Maja Brkan, Associate Professor of EU law
Lack of legislation
“The online giants use an advertising-based business model – you pay for using the service with your data, which is then sold to advertisers. Citizens need to be aware of this.” Brkan also thinks it’s a problem that there’s no clear distinction between commercial and political advertising. “There are currently no EU rules that deal specifically with political advertising – any restrictions would have to be based in the GDPR or the recently revised regulation on funding of political parties.”
The EU’s General Data Protection Regulation restricts targeting political ads to those who have explicitly consented to it through e.g. activating cookies. While Brkan hails the GDPR as an important first step in the right direction, she has a problem with resting an issue vital to freedom of elections on this one wobbly pillar: “it’s not the most appropriate framework …”
Crucially, there are no restrictions on content apart from the legislation on hate speech, which in itself a grey area. “Even false and deliberately misleading information could potentially be protected by freedom of expression.” For the moment, the legal landscape is a complex one but “the EU has acted with urgency and was quick to react on a policy level and by establishing expert groups to help them understand and deal with the problem.”
Making European citizens aware
Brkan keeps stressing that this is a fundamental threat to democracy, which shouldn’t be the reserve of ivory tower sophists; and so she does her best to engage citizens. During the Maastricht Europe Days, she hosted an event on the threats of fake news and political advertising entitled, consisting of a discussion with academic Danielle Arets and Roy op het Veld, editor-in-chief of the newspaper 'De Limburger'.
Op het Veld made the painful and painfully obvious point that reliable news is something you pay for. While he is only too aware that traditional news media are losing the fight against the social media giants, he saw the Cambridge Analytica scandal as a chance for newspapers like his to market themselves as bastions of transparency, journalistic rigour and balanced reporting.
Arets is a reader in Journalism and Responsible Innovation, who works with schools and local governments on developing ways improve digital literacy and resilience to disinformation, or in her terms “inoculating people against fake news”. Both op het Veld and Arets are sceptical about regulation since government cannot be regarded as neutral arbiters.
────
→ **Exercise objective**:
Carry on the piece about Maja Brkan's views on political advertising and fake news, starting right after its last sentence. The listing comes from a separate, unrelated source.
────
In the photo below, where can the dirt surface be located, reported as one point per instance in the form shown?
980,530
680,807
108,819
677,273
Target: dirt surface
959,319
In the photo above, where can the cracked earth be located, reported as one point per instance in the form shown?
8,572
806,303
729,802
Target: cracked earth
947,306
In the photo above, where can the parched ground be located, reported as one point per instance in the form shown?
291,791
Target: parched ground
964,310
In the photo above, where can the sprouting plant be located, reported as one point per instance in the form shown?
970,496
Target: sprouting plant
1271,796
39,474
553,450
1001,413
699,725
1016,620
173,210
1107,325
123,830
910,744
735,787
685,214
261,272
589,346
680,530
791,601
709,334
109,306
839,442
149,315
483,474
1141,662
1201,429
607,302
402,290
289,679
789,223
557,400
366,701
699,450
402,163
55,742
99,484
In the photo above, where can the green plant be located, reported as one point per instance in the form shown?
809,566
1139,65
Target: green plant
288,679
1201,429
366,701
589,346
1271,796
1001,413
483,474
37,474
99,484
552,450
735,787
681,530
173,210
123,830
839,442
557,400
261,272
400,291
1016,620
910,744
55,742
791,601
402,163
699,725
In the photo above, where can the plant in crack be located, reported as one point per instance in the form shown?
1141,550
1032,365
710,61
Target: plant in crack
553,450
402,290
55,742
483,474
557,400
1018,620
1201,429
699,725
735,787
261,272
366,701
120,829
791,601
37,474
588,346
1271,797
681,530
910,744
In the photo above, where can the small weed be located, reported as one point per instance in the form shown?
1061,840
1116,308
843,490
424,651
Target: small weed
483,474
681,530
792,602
────
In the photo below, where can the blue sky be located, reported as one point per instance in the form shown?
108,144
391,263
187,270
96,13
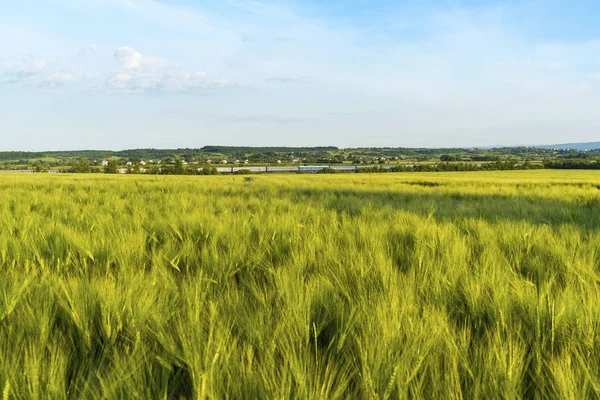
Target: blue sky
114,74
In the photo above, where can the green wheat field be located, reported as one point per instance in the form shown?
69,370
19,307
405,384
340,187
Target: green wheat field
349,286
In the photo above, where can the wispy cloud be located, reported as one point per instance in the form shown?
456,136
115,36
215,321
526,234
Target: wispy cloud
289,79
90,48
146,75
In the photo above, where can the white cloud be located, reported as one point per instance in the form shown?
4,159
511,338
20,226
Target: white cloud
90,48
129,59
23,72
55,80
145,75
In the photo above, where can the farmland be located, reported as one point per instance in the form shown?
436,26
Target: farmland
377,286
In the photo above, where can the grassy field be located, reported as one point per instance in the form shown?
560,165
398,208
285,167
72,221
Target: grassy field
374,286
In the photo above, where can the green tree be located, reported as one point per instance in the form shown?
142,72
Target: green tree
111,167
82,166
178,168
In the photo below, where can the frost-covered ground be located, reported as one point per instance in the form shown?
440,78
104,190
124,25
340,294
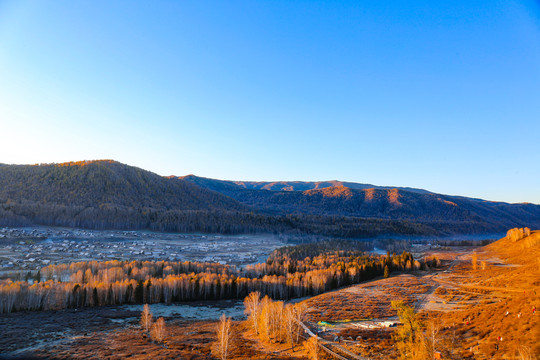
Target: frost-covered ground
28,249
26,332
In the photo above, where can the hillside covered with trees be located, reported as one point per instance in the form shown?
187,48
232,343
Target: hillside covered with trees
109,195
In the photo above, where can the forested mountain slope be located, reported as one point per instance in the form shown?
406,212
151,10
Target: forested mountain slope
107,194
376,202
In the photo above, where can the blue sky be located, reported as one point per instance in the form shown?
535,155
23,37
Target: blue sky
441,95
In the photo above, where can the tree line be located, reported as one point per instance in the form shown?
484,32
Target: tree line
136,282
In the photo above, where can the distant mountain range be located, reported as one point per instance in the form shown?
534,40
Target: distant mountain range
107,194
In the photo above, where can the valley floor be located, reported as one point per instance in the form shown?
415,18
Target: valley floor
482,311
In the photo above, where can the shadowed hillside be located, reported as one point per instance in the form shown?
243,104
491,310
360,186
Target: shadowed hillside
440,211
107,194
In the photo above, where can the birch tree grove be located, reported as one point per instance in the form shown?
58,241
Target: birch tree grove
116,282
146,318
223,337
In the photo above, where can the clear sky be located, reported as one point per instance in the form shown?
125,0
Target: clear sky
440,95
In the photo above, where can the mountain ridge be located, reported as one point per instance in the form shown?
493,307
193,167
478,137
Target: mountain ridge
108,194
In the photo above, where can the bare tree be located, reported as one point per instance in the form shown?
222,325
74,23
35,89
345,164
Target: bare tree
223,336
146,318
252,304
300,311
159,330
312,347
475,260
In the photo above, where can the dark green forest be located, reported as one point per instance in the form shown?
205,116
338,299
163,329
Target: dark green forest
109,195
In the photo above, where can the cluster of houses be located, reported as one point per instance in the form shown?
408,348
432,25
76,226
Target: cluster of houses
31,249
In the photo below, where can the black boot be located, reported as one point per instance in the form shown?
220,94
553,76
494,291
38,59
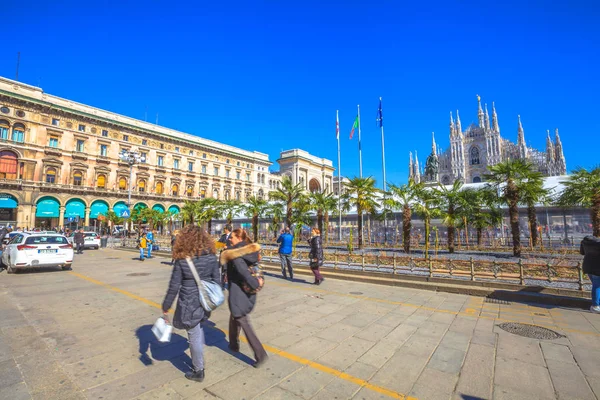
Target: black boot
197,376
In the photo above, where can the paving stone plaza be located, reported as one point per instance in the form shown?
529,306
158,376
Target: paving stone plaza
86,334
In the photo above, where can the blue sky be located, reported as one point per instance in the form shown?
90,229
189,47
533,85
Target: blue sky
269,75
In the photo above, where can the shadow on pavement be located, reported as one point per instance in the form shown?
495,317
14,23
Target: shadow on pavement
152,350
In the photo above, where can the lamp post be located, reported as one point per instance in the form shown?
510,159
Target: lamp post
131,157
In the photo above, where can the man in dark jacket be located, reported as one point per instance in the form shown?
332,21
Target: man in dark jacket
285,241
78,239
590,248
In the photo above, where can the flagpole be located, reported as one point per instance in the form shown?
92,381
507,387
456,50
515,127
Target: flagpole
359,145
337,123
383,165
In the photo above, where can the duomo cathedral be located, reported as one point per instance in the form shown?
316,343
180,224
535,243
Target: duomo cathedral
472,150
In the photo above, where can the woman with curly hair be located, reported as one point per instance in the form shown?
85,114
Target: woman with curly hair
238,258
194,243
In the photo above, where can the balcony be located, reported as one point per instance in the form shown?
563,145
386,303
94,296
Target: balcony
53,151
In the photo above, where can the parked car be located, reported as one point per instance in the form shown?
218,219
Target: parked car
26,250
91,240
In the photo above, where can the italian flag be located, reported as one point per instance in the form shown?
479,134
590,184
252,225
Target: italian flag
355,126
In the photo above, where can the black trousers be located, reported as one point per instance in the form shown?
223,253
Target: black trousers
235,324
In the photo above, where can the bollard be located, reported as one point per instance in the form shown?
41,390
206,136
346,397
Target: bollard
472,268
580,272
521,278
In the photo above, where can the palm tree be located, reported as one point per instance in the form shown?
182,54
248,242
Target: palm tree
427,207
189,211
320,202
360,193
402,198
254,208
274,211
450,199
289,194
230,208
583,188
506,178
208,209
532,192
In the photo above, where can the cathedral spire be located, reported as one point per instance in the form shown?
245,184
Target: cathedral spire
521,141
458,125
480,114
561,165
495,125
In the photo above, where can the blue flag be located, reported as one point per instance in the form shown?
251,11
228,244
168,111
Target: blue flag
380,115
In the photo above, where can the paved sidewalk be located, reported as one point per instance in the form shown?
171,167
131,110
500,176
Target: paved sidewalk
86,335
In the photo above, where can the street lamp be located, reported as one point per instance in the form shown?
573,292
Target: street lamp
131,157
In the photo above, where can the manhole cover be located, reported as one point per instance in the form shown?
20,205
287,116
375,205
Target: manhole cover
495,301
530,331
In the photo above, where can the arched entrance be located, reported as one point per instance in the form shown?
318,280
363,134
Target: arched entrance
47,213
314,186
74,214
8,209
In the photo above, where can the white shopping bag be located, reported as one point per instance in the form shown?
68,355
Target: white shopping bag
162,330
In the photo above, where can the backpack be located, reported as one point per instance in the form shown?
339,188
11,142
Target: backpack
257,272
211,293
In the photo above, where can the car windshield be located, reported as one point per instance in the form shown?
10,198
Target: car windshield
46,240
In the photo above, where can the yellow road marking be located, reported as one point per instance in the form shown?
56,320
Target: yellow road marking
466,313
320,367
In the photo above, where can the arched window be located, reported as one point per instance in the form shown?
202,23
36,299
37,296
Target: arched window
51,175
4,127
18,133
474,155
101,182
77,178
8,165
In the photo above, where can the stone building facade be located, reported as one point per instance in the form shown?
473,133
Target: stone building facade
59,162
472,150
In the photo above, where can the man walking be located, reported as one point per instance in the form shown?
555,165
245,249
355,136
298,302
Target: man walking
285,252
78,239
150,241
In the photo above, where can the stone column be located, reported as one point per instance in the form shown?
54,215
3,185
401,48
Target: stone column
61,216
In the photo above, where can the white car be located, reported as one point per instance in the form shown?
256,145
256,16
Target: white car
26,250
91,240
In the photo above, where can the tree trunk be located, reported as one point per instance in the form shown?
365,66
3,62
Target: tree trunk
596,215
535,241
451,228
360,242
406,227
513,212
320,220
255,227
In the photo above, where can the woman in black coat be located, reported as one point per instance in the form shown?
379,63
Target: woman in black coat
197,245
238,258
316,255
────
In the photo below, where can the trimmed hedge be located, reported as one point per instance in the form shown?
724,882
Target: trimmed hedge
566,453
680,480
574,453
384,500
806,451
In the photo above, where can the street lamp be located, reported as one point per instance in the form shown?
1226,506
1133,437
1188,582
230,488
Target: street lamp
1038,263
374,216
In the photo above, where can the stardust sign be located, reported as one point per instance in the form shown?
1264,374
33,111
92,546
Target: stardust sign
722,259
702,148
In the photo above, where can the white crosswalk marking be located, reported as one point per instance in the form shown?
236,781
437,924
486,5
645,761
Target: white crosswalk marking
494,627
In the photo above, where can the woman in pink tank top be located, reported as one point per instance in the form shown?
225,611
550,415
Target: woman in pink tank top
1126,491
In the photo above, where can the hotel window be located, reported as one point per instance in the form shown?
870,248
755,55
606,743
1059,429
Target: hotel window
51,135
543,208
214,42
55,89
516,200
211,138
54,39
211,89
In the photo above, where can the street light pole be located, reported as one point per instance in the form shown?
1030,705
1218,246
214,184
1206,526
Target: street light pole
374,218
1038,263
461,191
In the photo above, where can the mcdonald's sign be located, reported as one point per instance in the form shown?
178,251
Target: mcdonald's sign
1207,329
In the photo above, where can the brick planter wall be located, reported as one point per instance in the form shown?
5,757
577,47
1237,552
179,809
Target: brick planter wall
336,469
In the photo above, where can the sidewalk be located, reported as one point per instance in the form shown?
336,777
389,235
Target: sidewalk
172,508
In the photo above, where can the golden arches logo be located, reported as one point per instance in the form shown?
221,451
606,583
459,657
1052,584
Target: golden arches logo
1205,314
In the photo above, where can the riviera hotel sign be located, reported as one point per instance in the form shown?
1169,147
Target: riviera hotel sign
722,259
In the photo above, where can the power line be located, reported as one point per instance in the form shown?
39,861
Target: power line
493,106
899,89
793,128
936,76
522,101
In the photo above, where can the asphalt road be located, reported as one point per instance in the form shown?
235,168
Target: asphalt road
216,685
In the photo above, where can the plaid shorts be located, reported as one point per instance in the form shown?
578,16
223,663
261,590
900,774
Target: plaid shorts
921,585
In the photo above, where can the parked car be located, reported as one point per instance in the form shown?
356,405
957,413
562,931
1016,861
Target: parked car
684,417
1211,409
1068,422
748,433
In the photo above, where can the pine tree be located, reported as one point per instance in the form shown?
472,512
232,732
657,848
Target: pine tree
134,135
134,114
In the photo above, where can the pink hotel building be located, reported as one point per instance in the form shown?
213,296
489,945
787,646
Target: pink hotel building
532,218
────
→ **Written response**:
Discussing fake news and political advertising with citizens during the Maastricht Europe Days: Brkan, Roy op het Veld and Danielle Arets (from left)
Who paid for me seeing this?
At the same time, it seems naïve to rely on individual virtue when swathes of the population get their news mainly from advertising platforms that generate revenue by maximising engagement through displaying the kind of news the algorithm deems most likely to provoke strong emotional reactions. This is, of course, not to insinuate that e.g. Facebook is in any way political – but it has created the perfect toolkit for political manipulation, and is happy to rent it out to the highest bidder.
Brkan herself has become much more careful: “I personally only agree to basic cookie function on the internet, I try to consult different news sources and I don’t rely on Facebook at all for political information.” Electoral behaviour is, of course, complex and there are a many factors and many steps prior to an individual’s decisions. “Still, we need to protect the individual and legislation will have to be involved in that.”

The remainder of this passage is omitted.